> [AIM]
Reproduce only the lines that run from the line with "TARGET: branch" to the last line of the material, both ends included, exactly as they appear.
§
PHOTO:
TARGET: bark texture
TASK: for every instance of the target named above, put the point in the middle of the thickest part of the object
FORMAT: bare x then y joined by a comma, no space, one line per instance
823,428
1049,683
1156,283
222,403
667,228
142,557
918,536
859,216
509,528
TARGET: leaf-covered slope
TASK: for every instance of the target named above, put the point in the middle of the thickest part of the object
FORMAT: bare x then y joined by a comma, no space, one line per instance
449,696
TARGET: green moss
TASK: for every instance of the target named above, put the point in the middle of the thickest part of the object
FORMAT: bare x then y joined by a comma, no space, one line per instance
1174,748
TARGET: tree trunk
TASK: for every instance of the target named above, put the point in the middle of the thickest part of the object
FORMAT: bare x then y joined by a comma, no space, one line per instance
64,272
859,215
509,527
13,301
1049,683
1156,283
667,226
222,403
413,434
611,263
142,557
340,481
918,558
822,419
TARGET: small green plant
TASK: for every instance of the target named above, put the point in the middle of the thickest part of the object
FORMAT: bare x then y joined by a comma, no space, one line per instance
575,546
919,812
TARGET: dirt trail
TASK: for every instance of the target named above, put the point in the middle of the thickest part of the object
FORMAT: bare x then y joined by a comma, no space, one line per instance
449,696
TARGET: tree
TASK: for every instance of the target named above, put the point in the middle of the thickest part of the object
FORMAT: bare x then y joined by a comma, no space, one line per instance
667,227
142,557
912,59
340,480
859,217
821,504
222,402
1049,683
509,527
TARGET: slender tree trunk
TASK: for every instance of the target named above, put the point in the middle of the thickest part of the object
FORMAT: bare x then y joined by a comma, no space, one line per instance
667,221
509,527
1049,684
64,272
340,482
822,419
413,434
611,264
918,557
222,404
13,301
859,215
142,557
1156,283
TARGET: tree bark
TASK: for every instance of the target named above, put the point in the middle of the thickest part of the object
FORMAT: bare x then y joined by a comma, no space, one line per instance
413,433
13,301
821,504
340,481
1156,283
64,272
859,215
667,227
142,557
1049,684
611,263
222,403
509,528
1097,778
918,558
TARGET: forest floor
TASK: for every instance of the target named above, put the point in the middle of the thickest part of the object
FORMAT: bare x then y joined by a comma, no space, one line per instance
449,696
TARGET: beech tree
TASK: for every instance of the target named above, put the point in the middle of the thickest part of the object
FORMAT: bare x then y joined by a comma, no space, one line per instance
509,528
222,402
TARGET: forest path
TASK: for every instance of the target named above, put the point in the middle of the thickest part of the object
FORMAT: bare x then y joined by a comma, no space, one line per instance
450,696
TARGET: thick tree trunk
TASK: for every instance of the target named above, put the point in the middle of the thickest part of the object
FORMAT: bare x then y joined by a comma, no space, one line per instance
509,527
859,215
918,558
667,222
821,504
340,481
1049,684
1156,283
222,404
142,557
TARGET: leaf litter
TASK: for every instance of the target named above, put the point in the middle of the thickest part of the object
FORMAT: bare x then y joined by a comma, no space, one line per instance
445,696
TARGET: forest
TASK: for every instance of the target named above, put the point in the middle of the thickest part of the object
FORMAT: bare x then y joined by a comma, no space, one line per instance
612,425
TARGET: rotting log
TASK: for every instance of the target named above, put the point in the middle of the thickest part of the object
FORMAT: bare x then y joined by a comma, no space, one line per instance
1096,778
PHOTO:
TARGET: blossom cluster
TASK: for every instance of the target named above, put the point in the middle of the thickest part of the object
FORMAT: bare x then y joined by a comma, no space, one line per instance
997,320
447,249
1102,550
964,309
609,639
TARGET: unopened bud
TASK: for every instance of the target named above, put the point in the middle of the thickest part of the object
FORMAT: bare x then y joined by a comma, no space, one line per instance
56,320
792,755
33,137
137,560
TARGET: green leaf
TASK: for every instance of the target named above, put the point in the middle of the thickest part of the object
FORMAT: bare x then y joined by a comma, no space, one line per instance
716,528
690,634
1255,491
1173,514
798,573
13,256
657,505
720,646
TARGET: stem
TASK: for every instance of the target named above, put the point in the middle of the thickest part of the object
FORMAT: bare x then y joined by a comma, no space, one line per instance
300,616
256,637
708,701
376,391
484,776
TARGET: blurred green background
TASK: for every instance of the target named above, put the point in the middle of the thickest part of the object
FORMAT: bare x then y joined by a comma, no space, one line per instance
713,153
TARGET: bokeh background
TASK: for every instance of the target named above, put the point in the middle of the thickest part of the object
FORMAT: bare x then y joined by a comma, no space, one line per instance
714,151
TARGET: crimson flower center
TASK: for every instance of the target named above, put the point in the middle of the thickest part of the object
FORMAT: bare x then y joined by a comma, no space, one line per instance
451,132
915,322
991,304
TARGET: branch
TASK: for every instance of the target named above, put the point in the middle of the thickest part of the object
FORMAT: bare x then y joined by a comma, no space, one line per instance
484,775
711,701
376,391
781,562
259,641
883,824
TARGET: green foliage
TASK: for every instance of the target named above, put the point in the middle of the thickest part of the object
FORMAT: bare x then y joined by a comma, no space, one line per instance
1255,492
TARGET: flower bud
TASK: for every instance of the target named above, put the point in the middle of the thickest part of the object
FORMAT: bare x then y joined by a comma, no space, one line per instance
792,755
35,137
§
> [EXPECTED ANSWER]
TARGET: branch
TASK: for every instance of the target named above, put the point in the middle of the thickest part of the object
FORMAT: bare x then y joined by a comma, no space, one line per instance
484,775
711,701
376,391
781,562
259,641
883,824
TARGET: green foliage
TASK: for every instance of the target named above, put the point in the middle of the thickest part of the object
FORMAT: bare x then y joined by a comma, no space, one line per instance
1255,492
TARGET: flower bud
TASK: for every instance of the target named above, put the point in the middle of the thickest part of the object
FORMAT: bare x then y joined by a comma, no space, one line per instance
792,755
35,137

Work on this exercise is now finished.